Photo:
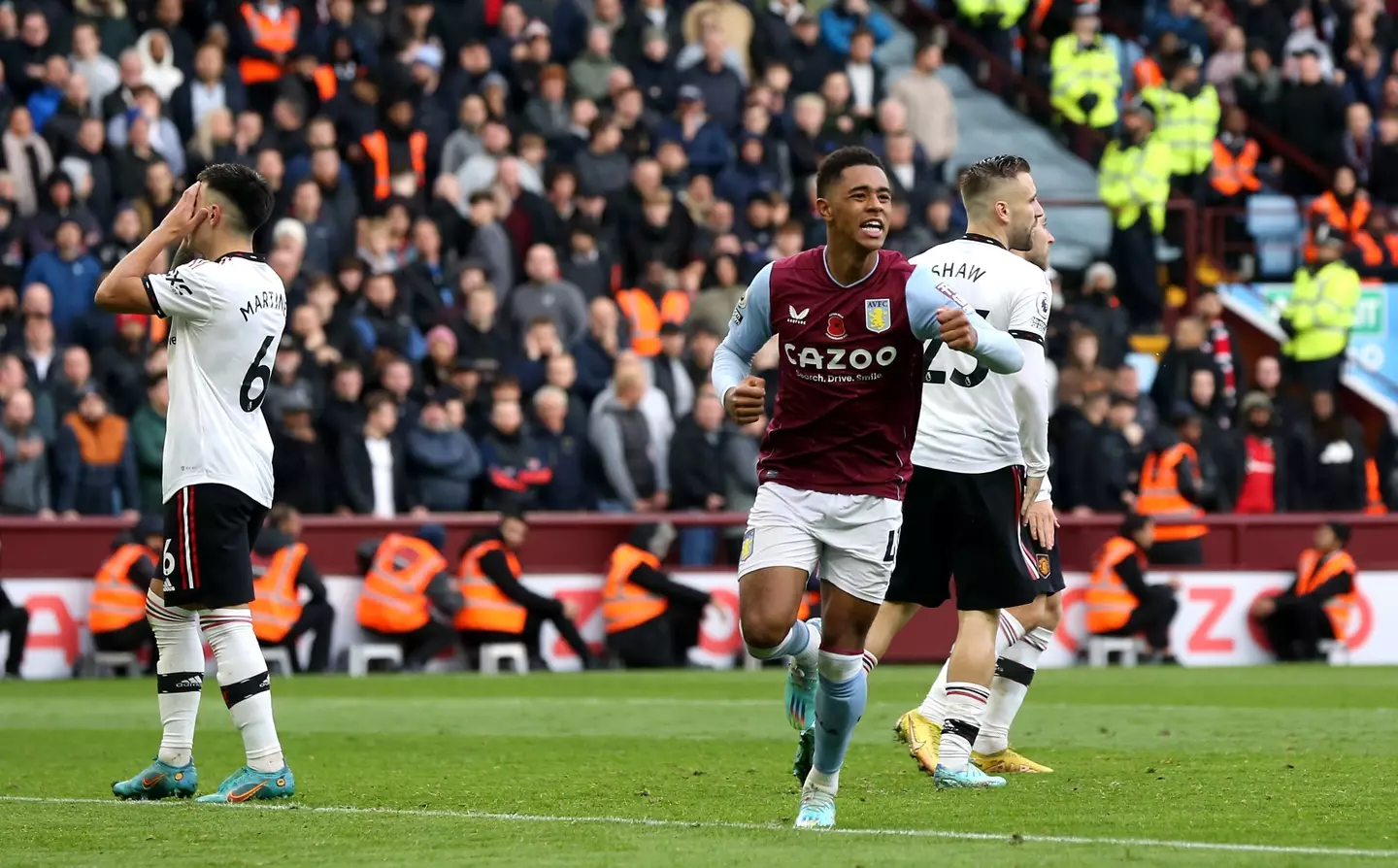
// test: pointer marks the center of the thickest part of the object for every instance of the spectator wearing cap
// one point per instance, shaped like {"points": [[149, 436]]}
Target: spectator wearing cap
{"points": [[1320, 314], [1328, 458], [94, 461], [631, 426], [1317, 604], [149, 442], [70, 274], [562, 446], [705, 142], [654, 73], [514, 461], [1312, 117], [212, 86], [24, 489], [442, 458], [1267, 474], [122, 364]]}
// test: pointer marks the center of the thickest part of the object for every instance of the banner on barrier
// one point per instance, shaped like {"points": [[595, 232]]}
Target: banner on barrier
{"points": [[1211, 629]]}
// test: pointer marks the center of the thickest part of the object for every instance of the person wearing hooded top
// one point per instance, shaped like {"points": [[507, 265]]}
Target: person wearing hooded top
{"points": [[498, 607], [282, 568], [651, 619]]}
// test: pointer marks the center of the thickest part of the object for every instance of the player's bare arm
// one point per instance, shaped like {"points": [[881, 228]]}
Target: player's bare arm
{"points": [[123, 289]]}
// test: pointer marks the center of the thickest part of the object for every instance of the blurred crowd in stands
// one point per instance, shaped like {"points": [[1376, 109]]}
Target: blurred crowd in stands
{"points": [[514, 232]]}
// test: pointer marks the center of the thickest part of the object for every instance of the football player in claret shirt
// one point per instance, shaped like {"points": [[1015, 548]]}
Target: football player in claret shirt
{"points": [[850, 320]]}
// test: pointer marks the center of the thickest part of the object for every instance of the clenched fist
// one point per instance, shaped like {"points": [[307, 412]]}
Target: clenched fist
{"points": [[747, 400]]}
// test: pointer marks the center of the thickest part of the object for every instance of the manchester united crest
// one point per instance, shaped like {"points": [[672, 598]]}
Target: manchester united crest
{"points": [[879, 315]]}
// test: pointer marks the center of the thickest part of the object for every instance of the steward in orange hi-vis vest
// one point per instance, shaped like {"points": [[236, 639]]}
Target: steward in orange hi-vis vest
{"points": [[282, 571], [1118, 600], [116, 608], [1321, 603], [651, 619], [498, 606], [409, 594], [272, 34]]}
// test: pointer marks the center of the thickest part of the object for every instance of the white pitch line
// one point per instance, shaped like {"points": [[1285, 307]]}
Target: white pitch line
{"points": [[666, 823]]}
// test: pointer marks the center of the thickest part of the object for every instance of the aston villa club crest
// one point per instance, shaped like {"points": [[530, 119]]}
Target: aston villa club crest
{"points": [[879, 315]]}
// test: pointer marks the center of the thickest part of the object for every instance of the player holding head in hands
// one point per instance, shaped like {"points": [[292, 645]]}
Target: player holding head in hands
{"points": [[975, 438], [850, 320], [227, 311]]}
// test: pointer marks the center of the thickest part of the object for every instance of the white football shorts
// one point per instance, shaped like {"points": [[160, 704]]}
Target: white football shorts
{"points": [[851, 538]]}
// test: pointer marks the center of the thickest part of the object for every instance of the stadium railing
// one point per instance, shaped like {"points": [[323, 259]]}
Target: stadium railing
{"points": [[583, 541]]}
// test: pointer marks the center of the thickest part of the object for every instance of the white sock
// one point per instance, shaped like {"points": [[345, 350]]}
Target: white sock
{"points": [[801, 643], [934, 706], [870, 661], [242, 676], [965, 708], [1014, 673], [180, 677]]}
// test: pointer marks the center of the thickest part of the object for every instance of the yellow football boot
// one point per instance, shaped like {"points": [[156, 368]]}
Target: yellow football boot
{"points": [[1007, 762], [921, 737]]}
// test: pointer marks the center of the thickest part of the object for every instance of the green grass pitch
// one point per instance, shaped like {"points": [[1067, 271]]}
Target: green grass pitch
{"points": [[1155, 766]]}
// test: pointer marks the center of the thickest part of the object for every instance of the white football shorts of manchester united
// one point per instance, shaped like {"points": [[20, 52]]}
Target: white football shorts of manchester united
{"points": [[851, 538]]}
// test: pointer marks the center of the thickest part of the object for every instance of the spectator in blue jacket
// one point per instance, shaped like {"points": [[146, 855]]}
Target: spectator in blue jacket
{"points": [[749, 175], [842, 18], [442, 458], [705, 142], [564, 448], [515, 467], [69, 273], [94, 461]]}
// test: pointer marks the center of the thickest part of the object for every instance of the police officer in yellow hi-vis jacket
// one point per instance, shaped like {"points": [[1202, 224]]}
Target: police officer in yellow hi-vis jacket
{"points": [[1134, 182], [651, 620], [1187, 120], [1086, 77], [1320, 314]]}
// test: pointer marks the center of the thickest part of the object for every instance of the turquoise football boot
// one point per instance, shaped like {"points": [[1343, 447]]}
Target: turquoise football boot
{"points": [[800, 690], [159, 781], [247, 785], [804, 755], [816, 808], [968, 779]]}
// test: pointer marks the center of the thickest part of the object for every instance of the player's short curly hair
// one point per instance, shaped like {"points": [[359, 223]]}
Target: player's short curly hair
{"points": [[982, 177], [248, 191], [839, 159]]}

____________________

**TASK GOAL**
Please lay out all the material above as a two-column CSV headed input and output, one row for each text and its answer, with each in a single quoted field and line breaks replaced by spaces. Leave the pictures out.

**TASK RESPONSE**
input,output
"Photo: // test: pointer marks the center of the thickest part of the object for every instance of the spectator wearing cap // one point per instance, shaped like {""points"": [[149, 436]]} Target: spectator wearing cap","{""points"": [[1320, 314], [1328, 458], [94, 461], [631, 426], [1317, 604], [149, 442], [70, 274], [562, 446], [705, 142], [654, 73], [514, 461], [1312, 117], [212, 86], [24, 489], [442, 458], [1267, 474], [122, 364]]}"
"// test: pointer marks the center of the thickest part of the object for every instance of the banner on barrier // one point per instance, shaped like {""points"": [[595, 232]]} Target: banner on barrier","{""points"": [[1211, 629]]}"
"// test: pointer marks the center of the thickest part of the object for every instance of the person wearing hooded top // one point per instance, shaped like {""points"": [[507, 265]]} Target: person wearing hooded top","{""points"": [[498, 607], [282, 568], [651, 619]]}"
"// test: pointer marks the center of the thickest part of the object for every instance of the player's bare arm // one point per instance, shaped like {""points"": [[881, 228]]} Target: player's bare arm","{""points"": [[123, 289]]}"
"// test: pointer marks the center of the thickest part of the object for every instance of the blurred crowd in stands // one point per instance, shaped like {""points"": [[1376, 109]]} Target: blurred crowd in stands","{""points"": [[514, 232]]}"
"// test: pointer marks the center of the thickest part of the object for every instance of the football player in claret shirt // one point per instance, shaped like {""points"": [[1015, 548]]} Target: football player in claret shirt","{""points"": [[850, 320]]}"
"// test: pointer marks the center of the thickest part of the object for every instance of the clenched fist // one point per instance, shaped like {""points"": [[307, 412]]} Target: clenched fist","{""points"": [[747, 400]]}"
"// test: pointer marks the center of the thickest part of the object for every instance of the manchester united crest // one point per instance, shaped like {""points"": [[672, 598]]} Target: manchester united crest","{""points"": [[879, 315]]}"
"// test: pointer marks the center of the thickest part of the object for every instance of the steward in orange hi-vis vest // one point per instance, shaped like {""points"": [[236, 639]]} Target: steward in orange hi-vis vest","{""points"": [[282, 571], [1118, 600], [116, 608], [1321, 603], [651, 619], [498, 606], [409, 594], [272, 34]]}"
"// test: pointer marks the center of the thickest part of the object for every instance of the white pitch line // one point per instance, shaped like {""points"": [[1285, 307]]} Target: white pitch line","{""points"": [[666, 823]]}"
"// test: pointer marks the center of the thickest part of the object for every instance of the aston villa club crest // one point per instance, shaped like {""points"": [[530, 119]]} Target: aston villa club crest","{""points"": [[879, 315]]}"
"// test: pointer marks the center of the thickest part of the object for every instance of the player holding head in hands // one point per instance, shaped like {""points"": [[292, 645]]} Target: player holding head in hands","{""points"": [[975, 438], [850, 320], [227, 311]]}"
"// test: pointer marks the center of the thickest part of the object for every instance of the white football shorts // one point per instance, shaped like {""points"": [[160, 704]]} Target: white football shorts","{""points"": [[851, 538]]}"
"// test: pointer marks the center of the thickest part of the object for every instance of the stadium railing // one point per instance, shaped like {""points"": [[323, 259]]} Target: stadium railing","{""points"": [[583, 541]]}"
"// test: pointer marks the center of the thickest part of the object for every instance of the white sock // one point per instance, shaped like {""points"": [[345, 350]]} Target: white sock","{""points"": [[801, 643], [934, 706], [870, 661], [242, 676], [965, 708], [1014, 673], [180, 677]]}"
"// test: pointer marks the center of the thickest part of the object for every instance of the yellow football boot // one point per instance, shaped like {""points"": [[156, 368]]} Target: yellow football boot","{""points"": [[1007, 762], [921, 737]]}"
"// test: pointer marks the center of the thickest part of the object for every instance of the green grass pitch // one point per instance, shaped like {""points"": [[1067, 271]]} Target: green grass pitch","{""points"": [[1155, 766]]}"
"// test: pointer marks the center of the thickest part of the object for every instance of the white football shorts of manchester united // one point per instance, shaped like {""points"": [[20, 52]]} Target: white football shorts of manchester united","{""points"": [[851, 538]]}"
"// test: pointer marks the center of the thickest part of the object for every instance of the spectator in blue jacket // one point per instance, shaped like {""points"": [[146, 855]]} Target: spectator in blue jacket","{""points"": [[749, 175], [842, 18], [442, 458], [705, 142], [564, 448], [515, 467], [69, 273], [94, 461]]}"
"// test: pointer marks the center of the thickest part of the object for every instance of the police officer in yellow hi-vis jacket // one point per instance, shaped like {""points"": [[1202, 224]]} Target: police officer in yellow hi-vis jacket","{""points"": [[1134, 182], [651, 620], [1187, 120], [1086, 77], [1320, 314]]}"
"// test: pointer marks the center of the thickest part of the object for every instance of the turquoise football boot // one point per instance, shaped like {""points"": [[1343, 447]]} Target: turquoise football boot","{""points"": [[800, 690], [159, 781], [247, 785], [804, 755], [816, 808], [968, 779]]}"
"// test: pointer marks the center of the thickest part of the object for every instance of the player's short curly hair // one point per instance, shaped like {""points"": [[359, 223]]} Target: player's short curly hair","{""points"": [[982, 177], [248, 191], [839, 159]]}"